* TASK PROMPT:
Lay out every line of the entries below as a numbered list, omitting blank lines. Leave the pictures out.

* Shape labeling entries:
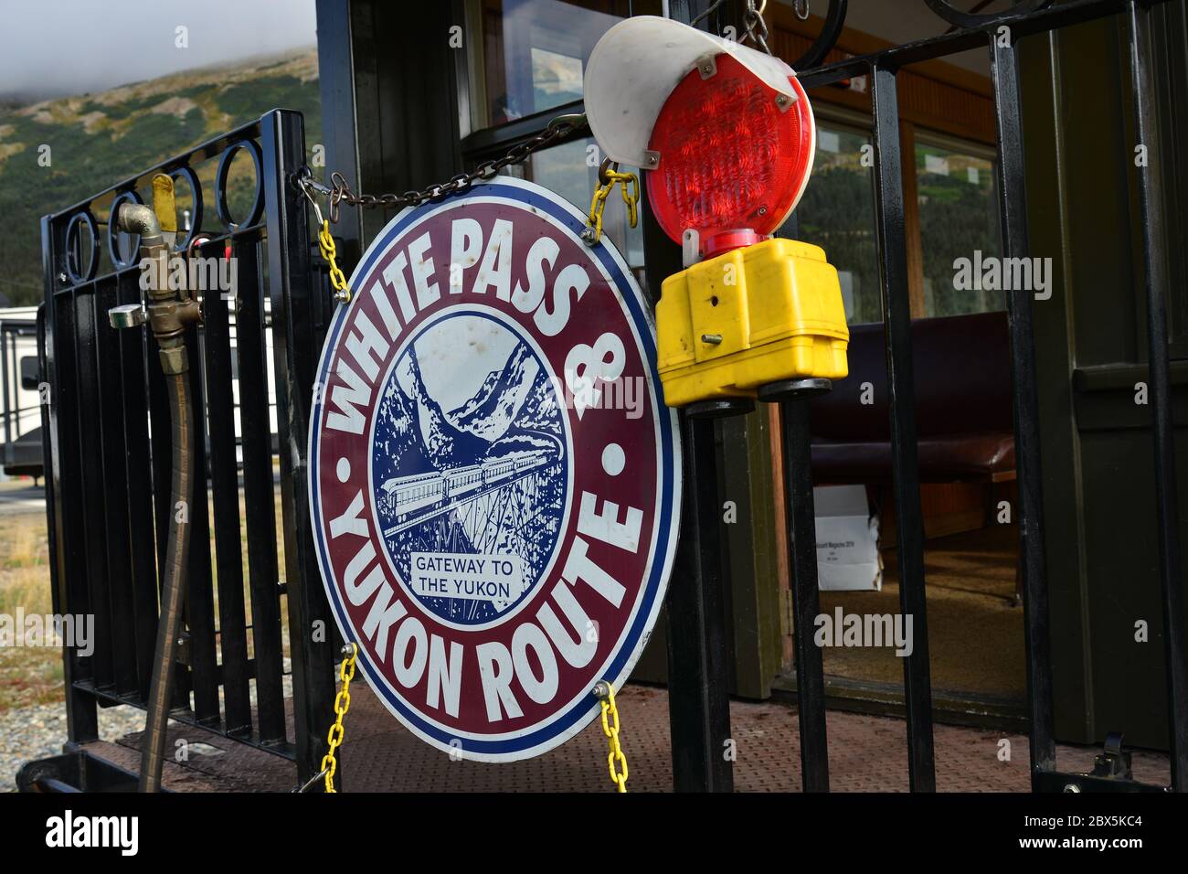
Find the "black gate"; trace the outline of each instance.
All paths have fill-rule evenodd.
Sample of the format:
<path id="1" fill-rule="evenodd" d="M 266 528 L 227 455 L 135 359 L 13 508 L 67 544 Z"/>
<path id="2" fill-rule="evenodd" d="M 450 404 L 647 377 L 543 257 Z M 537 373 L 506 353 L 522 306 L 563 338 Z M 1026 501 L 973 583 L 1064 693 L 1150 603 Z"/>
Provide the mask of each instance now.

* RESPONSE TO THE EXERCISE:
1. Find the "black gate"; trace the outline of each instance.
2. All paths have fill-rule evenodd.
3. Sample of the format:
4. <path id="1" fill-rule="evenodd" d="M 266 528 L 227 455 L 135 359 L 13 508 L 67 544 Z"/>
5. <path id="2" fill-rule="evenodd" d="M 450 404 L 647 377 L 543 257 Z M 537 373 L 506 353 L 522 306 L 563 338 Z M 1026 501 L 973 583 L 1064 693 L 1150 603 Z"/>
6. Provide the mask of each instance now.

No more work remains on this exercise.